(Named-object pointing records)
++++++++

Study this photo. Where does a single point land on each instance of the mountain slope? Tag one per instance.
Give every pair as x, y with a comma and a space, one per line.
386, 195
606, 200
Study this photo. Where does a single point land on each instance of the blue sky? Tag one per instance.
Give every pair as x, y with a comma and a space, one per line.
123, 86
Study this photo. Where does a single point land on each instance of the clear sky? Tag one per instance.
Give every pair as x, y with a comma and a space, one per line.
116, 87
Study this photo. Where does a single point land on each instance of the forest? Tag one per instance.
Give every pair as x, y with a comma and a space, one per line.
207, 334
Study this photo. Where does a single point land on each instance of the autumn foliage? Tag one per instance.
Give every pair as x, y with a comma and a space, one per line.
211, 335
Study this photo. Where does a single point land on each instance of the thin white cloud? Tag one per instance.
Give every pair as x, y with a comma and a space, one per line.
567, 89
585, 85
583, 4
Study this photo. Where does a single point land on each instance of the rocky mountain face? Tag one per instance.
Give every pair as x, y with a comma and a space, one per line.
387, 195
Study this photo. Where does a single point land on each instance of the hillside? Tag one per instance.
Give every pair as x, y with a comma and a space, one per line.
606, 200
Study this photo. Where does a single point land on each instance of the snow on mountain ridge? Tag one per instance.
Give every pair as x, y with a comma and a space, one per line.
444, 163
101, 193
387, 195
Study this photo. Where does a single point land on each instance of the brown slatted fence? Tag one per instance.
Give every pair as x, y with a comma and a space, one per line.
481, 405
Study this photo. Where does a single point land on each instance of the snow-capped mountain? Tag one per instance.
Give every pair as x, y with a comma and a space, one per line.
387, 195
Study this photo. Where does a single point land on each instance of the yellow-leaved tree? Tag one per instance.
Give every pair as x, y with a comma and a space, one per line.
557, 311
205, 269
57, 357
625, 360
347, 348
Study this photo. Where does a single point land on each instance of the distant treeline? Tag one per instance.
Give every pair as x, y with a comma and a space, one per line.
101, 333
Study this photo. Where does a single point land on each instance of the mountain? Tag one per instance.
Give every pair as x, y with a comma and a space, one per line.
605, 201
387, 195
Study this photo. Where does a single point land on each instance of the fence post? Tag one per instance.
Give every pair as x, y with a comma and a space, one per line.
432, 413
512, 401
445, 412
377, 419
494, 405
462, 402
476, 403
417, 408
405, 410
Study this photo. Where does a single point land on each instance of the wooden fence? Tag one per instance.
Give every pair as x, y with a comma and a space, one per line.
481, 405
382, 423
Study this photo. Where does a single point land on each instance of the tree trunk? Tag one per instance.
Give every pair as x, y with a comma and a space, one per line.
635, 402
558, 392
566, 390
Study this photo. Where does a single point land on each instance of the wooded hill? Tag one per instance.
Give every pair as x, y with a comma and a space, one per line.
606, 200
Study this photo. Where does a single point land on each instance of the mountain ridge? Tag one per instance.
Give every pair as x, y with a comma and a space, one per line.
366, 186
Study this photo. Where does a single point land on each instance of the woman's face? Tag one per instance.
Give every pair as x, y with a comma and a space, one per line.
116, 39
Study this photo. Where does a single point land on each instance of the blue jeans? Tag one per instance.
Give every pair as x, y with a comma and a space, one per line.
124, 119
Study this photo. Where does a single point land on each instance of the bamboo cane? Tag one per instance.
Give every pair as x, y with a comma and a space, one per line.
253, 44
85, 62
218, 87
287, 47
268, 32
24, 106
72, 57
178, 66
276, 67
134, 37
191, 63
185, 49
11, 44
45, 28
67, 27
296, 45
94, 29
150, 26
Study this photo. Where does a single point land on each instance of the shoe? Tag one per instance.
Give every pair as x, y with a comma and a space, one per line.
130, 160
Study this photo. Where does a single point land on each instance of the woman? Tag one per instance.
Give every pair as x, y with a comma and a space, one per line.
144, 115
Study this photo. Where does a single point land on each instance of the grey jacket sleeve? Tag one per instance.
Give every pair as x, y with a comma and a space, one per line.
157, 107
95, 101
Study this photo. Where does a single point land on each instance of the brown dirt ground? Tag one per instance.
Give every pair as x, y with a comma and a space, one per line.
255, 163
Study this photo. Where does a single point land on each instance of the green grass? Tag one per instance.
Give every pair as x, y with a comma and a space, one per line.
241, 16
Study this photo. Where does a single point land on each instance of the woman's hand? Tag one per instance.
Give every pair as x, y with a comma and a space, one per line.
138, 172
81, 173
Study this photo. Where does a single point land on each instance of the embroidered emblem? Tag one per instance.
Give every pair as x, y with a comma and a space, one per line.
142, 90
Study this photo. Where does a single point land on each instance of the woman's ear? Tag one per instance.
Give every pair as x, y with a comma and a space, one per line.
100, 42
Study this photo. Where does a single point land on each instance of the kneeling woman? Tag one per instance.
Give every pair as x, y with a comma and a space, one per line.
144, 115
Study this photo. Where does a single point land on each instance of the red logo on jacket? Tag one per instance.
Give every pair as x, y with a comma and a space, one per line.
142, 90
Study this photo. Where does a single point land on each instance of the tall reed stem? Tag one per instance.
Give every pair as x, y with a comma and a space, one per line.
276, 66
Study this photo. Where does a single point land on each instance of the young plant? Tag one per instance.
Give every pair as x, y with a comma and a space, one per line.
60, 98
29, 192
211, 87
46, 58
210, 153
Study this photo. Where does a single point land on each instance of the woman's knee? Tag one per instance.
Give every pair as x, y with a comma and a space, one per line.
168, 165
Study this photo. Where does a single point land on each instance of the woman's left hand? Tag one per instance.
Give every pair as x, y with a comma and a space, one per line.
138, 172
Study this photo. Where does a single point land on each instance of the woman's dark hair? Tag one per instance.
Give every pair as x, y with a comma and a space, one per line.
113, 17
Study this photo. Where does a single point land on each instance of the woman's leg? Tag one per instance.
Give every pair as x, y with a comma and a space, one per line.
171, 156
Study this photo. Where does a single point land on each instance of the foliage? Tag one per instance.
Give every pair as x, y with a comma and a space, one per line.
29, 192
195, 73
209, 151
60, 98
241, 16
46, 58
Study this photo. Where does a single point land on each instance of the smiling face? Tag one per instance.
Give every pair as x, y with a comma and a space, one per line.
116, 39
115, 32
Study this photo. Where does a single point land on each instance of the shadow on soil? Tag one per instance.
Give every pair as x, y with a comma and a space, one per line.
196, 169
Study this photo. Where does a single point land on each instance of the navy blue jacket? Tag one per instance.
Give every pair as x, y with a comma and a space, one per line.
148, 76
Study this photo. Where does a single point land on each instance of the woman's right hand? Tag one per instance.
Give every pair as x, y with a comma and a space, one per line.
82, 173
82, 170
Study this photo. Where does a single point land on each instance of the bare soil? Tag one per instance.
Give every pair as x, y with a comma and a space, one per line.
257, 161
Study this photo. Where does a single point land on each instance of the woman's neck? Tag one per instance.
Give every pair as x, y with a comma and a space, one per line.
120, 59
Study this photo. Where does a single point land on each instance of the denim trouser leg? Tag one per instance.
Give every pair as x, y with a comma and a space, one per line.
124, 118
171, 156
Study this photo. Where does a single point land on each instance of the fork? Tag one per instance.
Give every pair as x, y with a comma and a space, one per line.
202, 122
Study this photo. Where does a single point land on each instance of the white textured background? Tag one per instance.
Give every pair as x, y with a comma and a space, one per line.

++++++++

- Given task
Every record above needs to be repeated word for word.

- Written answer
Study this photo. Where does a single point land on each instance of the mountain slope? Tag one per instance.
Give every pair as x, y with a comma and a space, one per line.
386, 195
606, 200
Study this photo. Where does a single point land on each instance of the blue sky? Tag one per instance.
Give every pair as x, y with a comma and a space, one per line.
123, 86
Study this photo. Where does a single point land on each instance of the clear sky? Tag one per instance.
Give every pair as x, y with a comma and a space, one per line.
116, 87
Study this photo. Where does a single point land on each instance of the forest? Tag one per instance.
Give every pair as x, y with a comma and a space, one per line.
207, 334
Study this photo. Where does a single point land on each instance of the autumn foliage? Tag one per instance.
Give every pair as x, y with a comma and a space, one per line.
211, 335
Study this photo. Where does a single point land on each instance of the thin white cloud? Tag one per instance.
Give every pair as x, y with a comma and a space, one per line.
567, 89
585, 85
583, 4
Study this photo. Where does a single point land on each instance of the rocky mountain face? Tag one per instance.
Give every pair as x, y with a comma and a space, one per line.
387, 195
Study this photo. Where does a single point land on each instance of the hillside? Tag one per instance.
Give every pair as x, y with a comma and a space, one per line.
606, 200
Study this photo. Where does a single point land on each instance of the snow on mountain ridge? Tag one per instance.
Give every pair as x, y with a comma and a space, one per line.
444, 163
101, 193
387, 195
Study this photo. Where does a single point land on each instance of the brown slatted fence? Tag one per instance.
Give every pair as x, y with a comma and a space, one per line.
481, 405
Study this photo. Where does a single point land on each instance of the snow-capped mountain? Tag one per instance.
Give every pair as x, y with a comma and a space, one per line.
387, 195
Study this photo. Where does a single point land on each instance of the yellow-leaved tree? Tag one per instance.
Give every pair as x, y with a comma and a space, one per line.
557, 311
205, 269
57, 357
625, 360
347, 348
Study this photo. Where does a single point land on each instance of the distant treeline? Tag one per instance.
Give every pair as x, y with a comma and a space, one per line.
101, 333
Study this photo. Where does a single point land on each instance of the mountain? Tag one per instance.
Give every pair as x, y with a comma and a space, one per line.
605, 201
387, 195
Study this photo. Where does a single point land on each instance of the fence post? Tag one per instance.
Give every pair as x, y with a comma and a space, one per line.
432, 413
512, 401
445, 412
377, 419
494, 405
462, 402
476, 403
417, 408
405, 410
Study this photo. Where does a single point land on each instance of the wooden fence? Tag one per instance.
Give every pair as x, y with a comma and a space, one per line.
481, 405
382, 423
Study this photo. Where does a single point land on each instance of the tree trunk? Tag one per instance.
Give every pair as x, y with a comma and a space, one per line.
635, 402
558, 392
566, 390
Study this photo. Where does a single point land on each instance of the wooded hill? Tag one per instance.
Give every pair as x, y with a comma and a space, one per line.
606, 200
Study this photo. Where does a single point land on each instance of the mountain ridge? Tag one per instance.
Give every pair as x, y with a comma and a space, one per line.
366, 186
Study this photo. Where does a single point land on each instance of the woman's face? Tag one per instance.
Give every pair as x, y with a comma and a space, one per line.
116, 39
Study this photo. Where does a single point land on each instance of the blue jeans? Tag one per instance.
Give every pair as x, y with a comma and a space, one per line.
124, 119
Study this photo. Where does a single point land on each instance of the bamboo cane? Tag one per instance.
Give every pair as x, y with a comma and a space, one per line.
253, 44
85, 62
218, 87
287, 47
268, 32
24, 106
72, 57
178, 66
276, 67
134, 37
191, 63
185, 49
11, 44
45, 28
67, 27
296, 45
94, 29
150, 26
Study this photo. Where does a single point land on each instance of the shoe? Tag one per instance.
Give every pair as x, y with a comma and a space, one per line.
130, 160
Study this photo. Where does a single point land on each instance of the woman? Tag one per instance.
Give every pair as x, y with a comma and a space, one per line.
144, 115
Study this photo. Where does a single point land on each instance of the grey jacket sleeve? Tag one per instance.
Give every pair as x, y with a comma and a space, one per line.
157, 107
95, 101
Study this photo. Where does a single point land on each instance of the brown dirt ground? Tag one per instance.
Give every pair as x, y with a comma and a space, one per line.
255, 163
Study this photo. Where does a single point land on each instance of the green grass? Tag one per instance.
Give every pair as x, y with a comma and a space, one per line.
241, 16
Study this photo. Where does a single point land on each instance of the woman's hand? Tag one per instance.
Give every pair as x, y with a comma and a space, one per line.
138, 172
81, 173
Study this photo. Where does a single point land on each instance of the embroidered emblem? Tag one per instance.
Give every pair as x, y with a comma and a space, one per line.
142, 90
Study this photo. Where does a single point land on each instance of the woman's ear? Tag one per instance.
Give every pair as x, y with a comma and a space, one per line.
100, 42
Study this photo. Where does a single point land on each instance of the kneeling woman? Tag one per instance.
Give every pair as x, y with a comma and a space, one per line.
144, 115
Study this photo. Where does a single point land on each instance of the red logo on jacket? Tag one per instance.
Give every pair as x, y with a comma and a space, one per line.
142, 90
Study this photo. Where does a single point land on each instance of the tall reed stem? Tag one per instance.
Give every pair as x, y with a comma and a space, one per line.
276, 66
Study this photo. Where does a single point land on each instance of the young plant? Tag one per instance.
Give every pair as x, y with a comma and a space, one per line.
60, 98
29, 192
211, 87
46, 58
210, 153
Study this photo. Where does a single point land on each instance of the woman's knee? Tag one per instance.
Give every pair as x, y with a comma and a space, one per line.
168, 165
Study this photo. Where does a single point land on each instance of the woman's left hand? Tag one per instance.
Give every pair as x, y with a comma and a space, one per line.
138, 172
Study this photo. Where does a single point land on each instance of the woman's dark hair? Tag one per instance.
Give every pair as x, y with a comma and a space, one per line.
113, 17
Study this photo. Where does a single point land on each instance of the woman's leg? Tag one per instance.
Give every pair as x, y with a comma and a space, one per line.
171, 156
Study this photo. Where does a single point land on each instance of the foliage? Tag one per instance.
Give every pair as x, y with a comma and a space, one per line.
29, 192
195, 73
209, 151
60, 98
241, 16
46, 58
Study this photo. Where does a single point land on each instance of the smiling face? Tag one per instance.
Give every pair as x, y with a comma and a space, one per line.
116, 39
115, 32
Study this photo. Where does a single point land on each instance of the shadow on soil? Tag one per instance.
Give every pair as x, y with a comma and a space, one per line.
196, 169
Study this photo. Where does a single point land on each instance of the navy blue jacket? Tag one per instance.
Give every pair as x, y with a comma and a space, one per line.
148, 76
Study this photo. Where does a single point land on each instance of the woman's right hand? Tag one per instance.
Give every pair as x, y with a comma and a space, one per line.
82, 173
82, 170
Study this photo. Where does a single point land on each instance of the bare soil? Tag one per instance.
Give every pair as x, y with a comma and a space, one per line.
257, 161
Study this photo. Where does a single point land on each instance of the woman's neck? Tag one per instance.
Give every pair as x, y with a comma and a space, one per line.
120, 59
Study this photo. Where does a single point land on each instance of the denim trouser leg? Tag one per instance.
Give every pair as x, y with a comma and a space, one per line.
124, 118
171, 156
Study this photo. Where does a single point land on each instance of the fork? Tag one per instance.
Give every pair as x, y with a comma and a space, one per line.
202, 122
Study this photo. Where does a single point land on each instance of the white textured background? Tag one per instance.
Give every pair as x, y with a comma and a space, one per line.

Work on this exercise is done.